Problem statement: Starting at the line that contains "Tag the rocky outcrop" and continuing through the end of the data, write out every line again. Scale each answer coordinate by 2.4 and round it to the nearest whole number, with halves rounded up, and leave all other text unchanged, including the sample pairs after "in the form".

— START Input records —

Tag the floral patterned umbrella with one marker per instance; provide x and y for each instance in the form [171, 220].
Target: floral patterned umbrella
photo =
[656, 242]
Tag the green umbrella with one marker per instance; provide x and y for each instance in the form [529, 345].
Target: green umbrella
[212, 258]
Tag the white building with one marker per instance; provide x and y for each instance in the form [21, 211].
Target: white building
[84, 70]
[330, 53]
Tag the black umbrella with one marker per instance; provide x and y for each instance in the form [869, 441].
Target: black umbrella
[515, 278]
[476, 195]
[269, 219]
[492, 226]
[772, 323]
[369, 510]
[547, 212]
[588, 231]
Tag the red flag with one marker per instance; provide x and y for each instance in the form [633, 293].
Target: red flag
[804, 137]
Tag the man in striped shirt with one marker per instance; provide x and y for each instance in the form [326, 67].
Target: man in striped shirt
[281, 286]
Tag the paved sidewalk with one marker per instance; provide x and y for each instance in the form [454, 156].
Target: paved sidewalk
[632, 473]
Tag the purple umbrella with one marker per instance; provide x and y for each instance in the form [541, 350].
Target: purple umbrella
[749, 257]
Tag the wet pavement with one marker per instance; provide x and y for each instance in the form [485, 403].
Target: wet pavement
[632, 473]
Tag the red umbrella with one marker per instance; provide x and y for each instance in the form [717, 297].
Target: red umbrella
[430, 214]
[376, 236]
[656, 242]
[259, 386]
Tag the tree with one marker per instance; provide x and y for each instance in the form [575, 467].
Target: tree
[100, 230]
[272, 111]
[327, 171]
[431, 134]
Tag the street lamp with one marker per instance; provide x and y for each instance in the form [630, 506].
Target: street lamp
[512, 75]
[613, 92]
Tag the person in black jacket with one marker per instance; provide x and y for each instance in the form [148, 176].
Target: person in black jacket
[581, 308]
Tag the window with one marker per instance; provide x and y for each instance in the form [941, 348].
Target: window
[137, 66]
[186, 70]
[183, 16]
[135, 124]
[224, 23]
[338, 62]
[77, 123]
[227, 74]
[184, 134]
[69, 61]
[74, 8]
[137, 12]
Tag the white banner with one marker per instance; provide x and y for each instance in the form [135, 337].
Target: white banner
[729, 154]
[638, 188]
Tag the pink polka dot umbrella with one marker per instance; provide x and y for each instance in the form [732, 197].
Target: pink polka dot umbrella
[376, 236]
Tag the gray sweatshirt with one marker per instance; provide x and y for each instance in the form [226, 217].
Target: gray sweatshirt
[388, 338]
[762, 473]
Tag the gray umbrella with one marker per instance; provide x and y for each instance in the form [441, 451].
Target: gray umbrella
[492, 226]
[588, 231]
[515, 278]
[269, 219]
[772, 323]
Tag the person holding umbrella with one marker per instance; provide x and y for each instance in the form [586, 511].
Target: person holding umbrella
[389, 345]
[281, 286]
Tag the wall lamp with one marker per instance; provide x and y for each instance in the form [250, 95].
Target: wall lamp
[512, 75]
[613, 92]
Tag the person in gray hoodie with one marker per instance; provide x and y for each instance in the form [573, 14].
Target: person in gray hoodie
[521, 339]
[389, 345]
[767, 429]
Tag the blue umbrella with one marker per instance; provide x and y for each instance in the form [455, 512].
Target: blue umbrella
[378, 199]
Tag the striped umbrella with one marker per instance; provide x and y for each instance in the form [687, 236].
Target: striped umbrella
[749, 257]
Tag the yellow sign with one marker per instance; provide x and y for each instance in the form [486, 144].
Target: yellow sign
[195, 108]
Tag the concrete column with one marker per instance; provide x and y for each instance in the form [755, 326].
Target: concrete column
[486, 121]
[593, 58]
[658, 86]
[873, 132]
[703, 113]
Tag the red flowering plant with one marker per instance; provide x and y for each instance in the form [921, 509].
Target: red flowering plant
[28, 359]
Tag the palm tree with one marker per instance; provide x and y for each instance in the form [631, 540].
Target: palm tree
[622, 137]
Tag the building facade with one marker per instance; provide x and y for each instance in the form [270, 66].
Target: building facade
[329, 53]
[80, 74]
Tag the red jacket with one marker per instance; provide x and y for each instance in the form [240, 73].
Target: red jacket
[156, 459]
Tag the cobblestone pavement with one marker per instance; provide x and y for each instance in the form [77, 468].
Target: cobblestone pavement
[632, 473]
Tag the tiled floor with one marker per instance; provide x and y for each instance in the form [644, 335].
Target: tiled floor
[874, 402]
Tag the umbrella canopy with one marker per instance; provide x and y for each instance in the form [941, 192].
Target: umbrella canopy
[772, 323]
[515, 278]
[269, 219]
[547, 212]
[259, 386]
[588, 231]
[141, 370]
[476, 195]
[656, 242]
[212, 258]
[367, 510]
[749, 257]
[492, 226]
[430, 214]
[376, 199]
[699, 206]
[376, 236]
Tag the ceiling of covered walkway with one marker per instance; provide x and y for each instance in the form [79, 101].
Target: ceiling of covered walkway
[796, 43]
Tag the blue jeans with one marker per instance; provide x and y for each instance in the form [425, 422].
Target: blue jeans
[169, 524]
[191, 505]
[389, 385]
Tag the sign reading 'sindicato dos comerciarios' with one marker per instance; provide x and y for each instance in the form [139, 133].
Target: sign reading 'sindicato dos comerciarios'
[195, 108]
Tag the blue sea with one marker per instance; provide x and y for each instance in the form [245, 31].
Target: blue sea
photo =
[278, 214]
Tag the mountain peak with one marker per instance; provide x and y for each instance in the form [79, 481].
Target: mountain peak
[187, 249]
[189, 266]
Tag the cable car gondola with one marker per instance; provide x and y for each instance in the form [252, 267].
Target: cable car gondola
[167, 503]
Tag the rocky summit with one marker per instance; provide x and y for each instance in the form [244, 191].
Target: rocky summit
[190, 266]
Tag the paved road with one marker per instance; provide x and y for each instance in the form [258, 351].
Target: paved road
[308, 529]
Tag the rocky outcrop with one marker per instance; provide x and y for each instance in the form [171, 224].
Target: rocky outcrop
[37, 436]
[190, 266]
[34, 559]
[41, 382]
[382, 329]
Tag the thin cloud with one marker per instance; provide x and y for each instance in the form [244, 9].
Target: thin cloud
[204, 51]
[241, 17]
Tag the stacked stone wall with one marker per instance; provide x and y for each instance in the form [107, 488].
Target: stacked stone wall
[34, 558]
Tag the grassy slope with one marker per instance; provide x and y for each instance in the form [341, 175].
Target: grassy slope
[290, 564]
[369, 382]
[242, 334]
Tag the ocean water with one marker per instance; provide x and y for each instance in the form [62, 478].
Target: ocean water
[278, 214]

— END Input records —

Response to the task:
Tag the rocky outcrop with one marker per instance; provide x and y for each instance in the form [171, 224].
Target: rocky outcrop
[89, 1046]
[456, 638]
[82, 1342]
[98, 917]
[917, 790]
Tag the thin cloud with one marker per instance; provide x and y for each instance in the form [244, 9].
Target: thin cloud
[490, 122]
[578, 41]
Tag the stacked stone wall with one marker per instance; provide x and y for each instance in the form [107, 488].
Target: stacked stone wall
[82, 1339]
Tag the grassy slope with one marker per instance; provide x and y for each instance in the form [341, 175].
Target: grassy slope
[696, 1354]
[886, 917]
[581, 802]
Tag the ocean water with one marker per instance; provide x and y for each instance in the form [62, 478].
Target: ocean water
[667, 514]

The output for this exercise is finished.